Study text:
Programs for High School Teachers
Stanford’s Summer Research Program for Teachers (SRPT) and the Teaching Engineering & Design Innovation (TEDI) program offers eight-week research fellowships for teachers of middle school and high school who teach in the San Francisco Bay Area. Teachers work in a Stanford lab four days a week, and meet once a week as a group for science and engineering lectures by Stanford faculty, lab tours, and seminars on teaching. Participants earn a stipend of $9,000 for the summer and into the school year.
The Center for Supporting Excellence in Teaching (CSET) offers short courses focused on the development of effective instructional practices for a variety of content areas and grade levels. Dates and topics vary but many courses are focused on STEM. See especially their Content Deepening Courses and Professional Learning Design Labs.
The Collaborative Haptics & Robotics in Medicine (CHARM) Lab offers field trips and demos/presentations about haptics (i.e., the sense of touch) in local K-12 classrooms and on campus. The CHARM Lab creates robots and human-computer interfaces that use haptics in order to improve human health, safety, and quality of life. The word haptics refers to the sense of touch. There is no cost but the schedule fills up quickly.
Stanford's Clinical Anatomy invites high school teachers to bring their students to visit the labs and facilities. Through customizable programs, instructors help students discover, learn, and apply human anatomy in a professional context by introducing students to many of the same learning resources used by Stanford medical students.
The Kavli Institute for Particle Astrophysics and Cosmology, or KIPAC, is an independent laboratory of Stanford University based at SLAC in Menlo Park. It serves as a bridge between the disciplines of astrophysics, cosmology and particle physics. KIPAC provides resources and tools for K-12 teachers, students and the general public, including tours and speakers for your classroom. There is no charge.
Project Motivation, affectionately known as ProMo, is a student group dedicated to promoting higher education to minority youths through on-campus visits and tours. Project Motivation helps K-12 students tour part of campus, see a dorm room, hear college stories from undergraduates and get the scoop about college life. There is no charge for these visits.
Teachers can arrange for a visit to their local high school by Stanford researchers participating in the Science Teaching through Art (STAR) program. STAR encourages the intersection of art and science by using art and visual aids in communicating research to a general audience. There is no charge for these visits.

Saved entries
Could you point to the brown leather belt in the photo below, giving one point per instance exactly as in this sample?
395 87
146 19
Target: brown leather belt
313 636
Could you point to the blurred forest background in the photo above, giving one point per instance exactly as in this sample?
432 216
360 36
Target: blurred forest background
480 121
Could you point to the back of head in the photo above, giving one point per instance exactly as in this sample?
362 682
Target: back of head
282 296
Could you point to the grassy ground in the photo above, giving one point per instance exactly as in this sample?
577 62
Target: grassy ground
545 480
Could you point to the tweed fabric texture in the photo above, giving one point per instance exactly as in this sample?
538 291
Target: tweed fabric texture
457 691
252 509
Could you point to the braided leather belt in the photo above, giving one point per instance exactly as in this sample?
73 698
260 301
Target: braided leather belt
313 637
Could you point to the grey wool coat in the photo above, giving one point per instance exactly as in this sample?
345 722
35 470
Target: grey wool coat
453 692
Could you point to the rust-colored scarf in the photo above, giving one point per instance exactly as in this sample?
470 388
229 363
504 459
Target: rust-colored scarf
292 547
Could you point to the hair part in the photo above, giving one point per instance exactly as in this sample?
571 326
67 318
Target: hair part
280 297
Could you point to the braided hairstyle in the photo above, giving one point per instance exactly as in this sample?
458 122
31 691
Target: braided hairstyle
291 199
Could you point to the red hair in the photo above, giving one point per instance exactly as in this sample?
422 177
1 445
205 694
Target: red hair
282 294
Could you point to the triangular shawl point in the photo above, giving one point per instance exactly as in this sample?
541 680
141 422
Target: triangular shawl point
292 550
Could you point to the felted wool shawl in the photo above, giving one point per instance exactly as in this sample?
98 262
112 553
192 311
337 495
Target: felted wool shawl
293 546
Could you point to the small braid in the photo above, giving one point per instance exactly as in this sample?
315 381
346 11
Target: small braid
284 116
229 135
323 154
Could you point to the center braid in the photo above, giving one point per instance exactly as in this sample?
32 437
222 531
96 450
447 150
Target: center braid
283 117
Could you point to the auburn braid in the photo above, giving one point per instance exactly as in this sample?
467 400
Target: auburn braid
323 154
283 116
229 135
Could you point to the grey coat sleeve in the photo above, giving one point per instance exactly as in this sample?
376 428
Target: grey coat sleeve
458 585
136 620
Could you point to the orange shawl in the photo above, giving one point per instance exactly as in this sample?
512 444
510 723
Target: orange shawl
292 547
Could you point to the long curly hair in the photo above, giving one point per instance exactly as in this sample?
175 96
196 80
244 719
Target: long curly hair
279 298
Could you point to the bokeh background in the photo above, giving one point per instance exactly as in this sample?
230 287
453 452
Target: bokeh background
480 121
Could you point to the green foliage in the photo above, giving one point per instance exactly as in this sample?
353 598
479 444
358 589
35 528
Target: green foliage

Your tasks:
(1) Set down the text on Stanford programs for high school teachers word for word, everything from "Project Motivation, affectionately" down to "audience. There is no charge for these visits.".
(2) Resume the text on Stanford programs for high school teachers, picking up right after its last sentence.

Responses per task:
(1)
Project Motivation, affectionately known as ProMo, is a student group dedicated to promoting higher education to minority youths through on-campus visits and tours. Project Motivation helps K-12 students tour part of campus, see a dorm room, hear college stories from undergraduates and get the scoop about college life. There is no charge for these visits.
Teachers can arrange for a visit to their local high school by Stanford researchers participating in the Science Teaching through Art (STAR) program. STAR encourages the intersection of art and science by using art and visual aids in communicating research to a general audience. There is no charge for these visits.

(2)
This program arranges classroom visits by Chemistry graduate students to local high school and K-5 classrooms. Stanford undergraduate and graduate researchers give hour-long science lessons showcasing various scientific principles. The demonstrations will be hands-on, and the students will be actively engaged with questions posed throughout the lesson.
MRS Outreach Ambassadors are graduate students in the Stanford Chapter of the Materials Research Society who offer in-class demonstrations and lectures on the materials of our world, materials of the future, and careers in science and engineering. Teachers may request a school visit at no charge.
The Stanford School of Design (d.School) K12 Lab Network offers various workshops for K-12 teachers and administrators, including Discover Design Thinking and Project Wayfinder Educator Training.
Stanford Science Penpals connects 6th-12th graders across the U.S. to Stanford scientists. The goal is to expose kids to diverse scientific careers, answer science questions, and share a love of science! Penpal exchanges start in September and end in June. We encourage students to get in touch with us.
The Stanford Visitor Center offers a range of no-cost tours, exploring the highlights of Stanford’s beautiful campus.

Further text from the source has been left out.